### [Material shown]
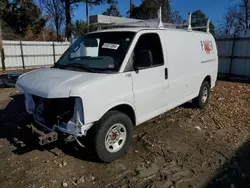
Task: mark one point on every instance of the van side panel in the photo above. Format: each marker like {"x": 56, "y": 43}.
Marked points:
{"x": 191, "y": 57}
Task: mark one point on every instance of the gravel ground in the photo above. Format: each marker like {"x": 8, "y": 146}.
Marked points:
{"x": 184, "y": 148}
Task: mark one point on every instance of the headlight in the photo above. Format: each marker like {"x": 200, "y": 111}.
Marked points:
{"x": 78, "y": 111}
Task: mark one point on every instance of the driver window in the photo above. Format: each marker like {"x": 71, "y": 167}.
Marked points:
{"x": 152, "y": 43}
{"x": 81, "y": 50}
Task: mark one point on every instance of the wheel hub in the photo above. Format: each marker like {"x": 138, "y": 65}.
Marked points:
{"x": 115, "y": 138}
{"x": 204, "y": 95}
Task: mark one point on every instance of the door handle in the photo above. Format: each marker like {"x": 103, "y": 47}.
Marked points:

* * *

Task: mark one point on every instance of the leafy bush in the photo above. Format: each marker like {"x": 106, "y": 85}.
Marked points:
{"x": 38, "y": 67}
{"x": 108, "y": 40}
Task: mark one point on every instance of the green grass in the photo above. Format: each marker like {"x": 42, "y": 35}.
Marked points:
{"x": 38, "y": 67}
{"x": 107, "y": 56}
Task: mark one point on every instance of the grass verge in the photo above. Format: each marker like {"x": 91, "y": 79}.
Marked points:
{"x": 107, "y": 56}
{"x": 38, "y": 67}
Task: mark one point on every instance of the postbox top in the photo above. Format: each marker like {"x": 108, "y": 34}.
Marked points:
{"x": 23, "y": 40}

* * *

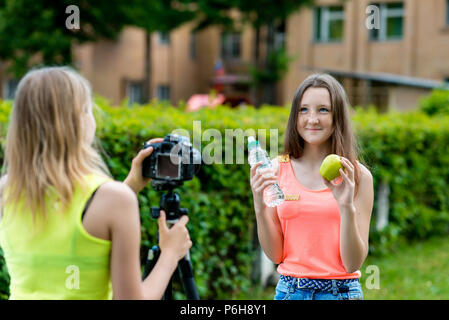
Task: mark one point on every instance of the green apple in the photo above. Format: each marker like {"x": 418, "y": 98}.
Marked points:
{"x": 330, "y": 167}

### [Exercise description]
Only lines with the word "above" are needed. Copy them from the preceding records.

### [Written reply]
Task: mark one point on every instance of the van side panel in the photo above. Format: each marker like {"x": 56, "y": 43}.
Task: mark one point on every instance of the gravel ground in the photo above. Format: each marker like {"x": 8, "y": 146}.
Task: mark one point on every instance of the headlight in the photo above. Format: each marker like {"x": 200, "y": 111}.
Task: mark one point on every instance of the driver window in the photo above. Format: each marker like {"x": 71, "y": 167}.
Task: mark one point on every instance of the wheel hub in the photo above. Format: each marker like {"x": 138, "y": 65}.
Task: mark one point on every instance of the door handle in the photo above. Format: each marker like {"x": 103, "y": 47}.
Task: mark one point on every instance of the leafy bush in the photo above. Format: each marker like {"x": 106, "y": 85}.
Task: mark one point on every instance of the green grass in the photo above. Format: each marker like {"x": 42, "y": 35}.
Task: mark one point on every instance of the grass verge in the photo above. Format: each marker like {"x": 91, "y": 79}.
Task: mark one point on every instance of the postbox top in the photo above. Format: each marker like {"x": 108, "y": 34}.
Task: mark one point on every instance of the green apple in the photo above. Format: each marker like {"x": 418, "y": 98}.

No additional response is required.